ACTIVITY LIST –
- A) In the passage on IIASA's new strategy, which organizations established The World in 2050 (TWI2050) initiative?
- B) Retype the part of the IIASA strategy passage between "IIASA will also" and "tools, and services.", inclusive.
- C) Translate this sentence from the IIASA strategy passage into Spanish: "Any forward-looking strategy should of course also include a capacity-building component."

DOCUMENT SEGMENT –
Start of Block

IIASA will also continue to position itself as a leader in the field of earth observation and citizen science to conduct research and provide innovative, cost effective, and high quality data, tools, and services.
Building global research partnerships
Another dimension of the new strategy involves building on the institute’s record of scientific excellence, collaboration with partners, and policy impact. IIASA will continue to leverage its reputation as a neutral scientific broker and its strong networks with a wide range of stakeholders, member countries, and leading scientific organizations to build bridges across political divides and to confront and negotiate solutions to problems of global interest.
The World in 2050 (TWI2050) initiative established by IIASA, the Sustainable Development Solutions Network, and the Stockholm Resilience Centre to support the successful implementation of the UN’s 2030 Agenda, and the institute’s involvement in the Food, Agriculture, Biodiversity, Land, and Energy (FABLE) Consortium, which seeks to establish a model-aided decisionsupport environment for sustainable development pathways in the land-use space, are just two examples of the institute’s commitment to collaborative and inclusive research. Likewise, the consultative science platform that was recently jointly established with the International Science Council (ISC) combines the strengths and expertise of the two organizations with those of other international experts to define and design sustainability pathways in a transdisciplinary manner to enable a more equitable and sustainable post COVID-19 world.
Further examples of IIASA researchers’ involvement in large-scale initiatives include regular involvement as key contributors to the Intergovernmental Panel on Climate Change (IPCC) assessment reports, and contributions to the advancement of the field of Loss and Damage in the risk management domain.
Training the next generation of systems scientists
Any forward-looking strategy should of course also include a capacity-building component. In this regard, the institute postdoc opportunities and its flagship Young Scientists Summer Program (YSSP) have been instrumental in building capacity in systems thinking and analysis by educating and training a new generation of scientists, professionals, and leaders for almost as long as IIASA has been in existence.
As part of the new strategy, training activities at IIASA are being expanded substantially to go beyond its current constituencies to include key decision makers and influencers. As one of the world-leading one-stop destinations for systems analysis, IIASA is also making it its mission to make its data, models, and analytical tools openly available to the research community in a responsible manner.
“We are confident that the new strategy IIASA will soon embark on will more emphatically address the much needed systems science perspective to systematically and comprehensively reduce human footprints and enhance the resilience of natural and socioeconomic systems in pursuit of a sustainable future for humanity,” commented IIASA Deputy Director General for Science, Leena Srivastava. “IIASA has a clear head start in terms of tools, methods, and models to make it nimble enough to be responsive to the needs of society in times of great uncertainty associated with unforeseen events like the COVID-19 crisis, and also to address compound risk and the multiple dimensions of sustainability. I look forward to being part of the journey to make the objectives of the new strategy a reality.”

End of Block

ENTRIES PROVIDED –
Start of Block

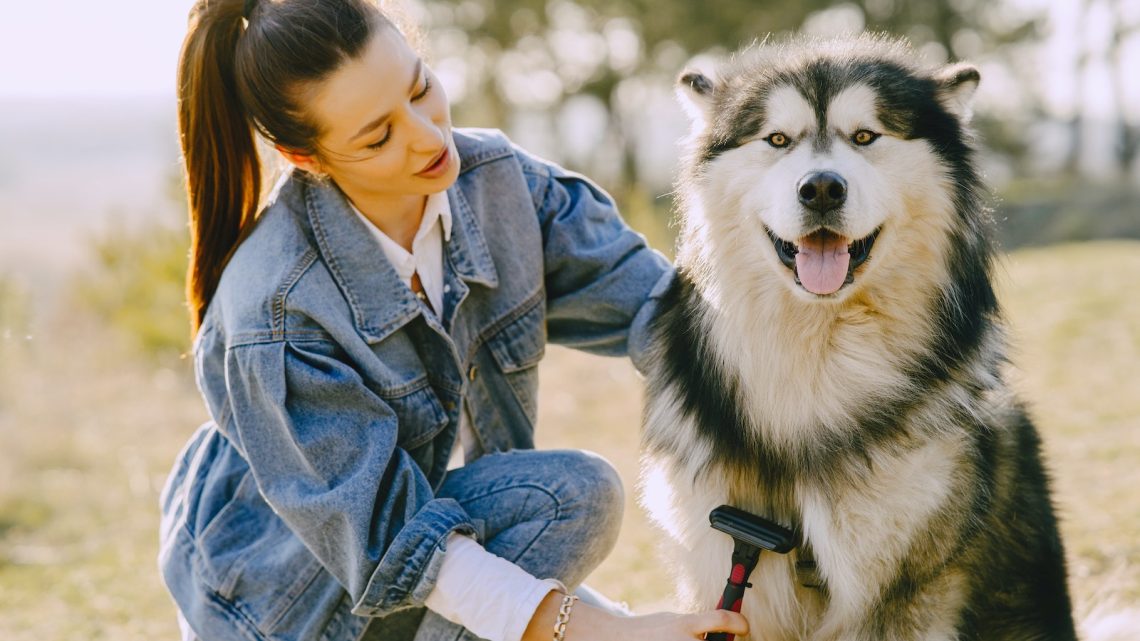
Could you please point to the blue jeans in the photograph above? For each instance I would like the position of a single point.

End of Block
Start of Block

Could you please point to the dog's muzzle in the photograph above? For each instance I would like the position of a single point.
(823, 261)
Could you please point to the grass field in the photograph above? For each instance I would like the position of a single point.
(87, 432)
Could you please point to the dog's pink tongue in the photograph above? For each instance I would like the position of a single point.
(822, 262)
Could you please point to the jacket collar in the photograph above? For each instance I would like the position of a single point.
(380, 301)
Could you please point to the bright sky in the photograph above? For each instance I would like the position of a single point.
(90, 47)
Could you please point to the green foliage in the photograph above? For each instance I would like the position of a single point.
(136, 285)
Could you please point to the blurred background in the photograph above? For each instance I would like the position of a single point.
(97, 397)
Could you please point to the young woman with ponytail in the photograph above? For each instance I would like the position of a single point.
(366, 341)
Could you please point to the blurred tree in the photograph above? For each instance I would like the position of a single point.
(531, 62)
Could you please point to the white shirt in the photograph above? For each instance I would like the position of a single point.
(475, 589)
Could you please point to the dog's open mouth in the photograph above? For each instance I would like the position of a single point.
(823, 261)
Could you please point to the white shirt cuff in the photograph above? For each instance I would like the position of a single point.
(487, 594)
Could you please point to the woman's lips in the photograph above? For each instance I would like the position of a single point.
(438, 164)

End of Block

TASK-BY-TASK OUTPUTS –
- A) IIASA, the Sustainable Development Solutions Network, and the Stockholm Resilience Centre established it.

- B)
IIASA will also continue to position itself as a leader in the field of earth observation and citizen science to conduct research and provide innovative, cost effective, and high quality data, tools, and services.

- C) Cualquier estrategia con visión de futuro debería, por supuesto, incluir también un componente de desarrollo de capacidades.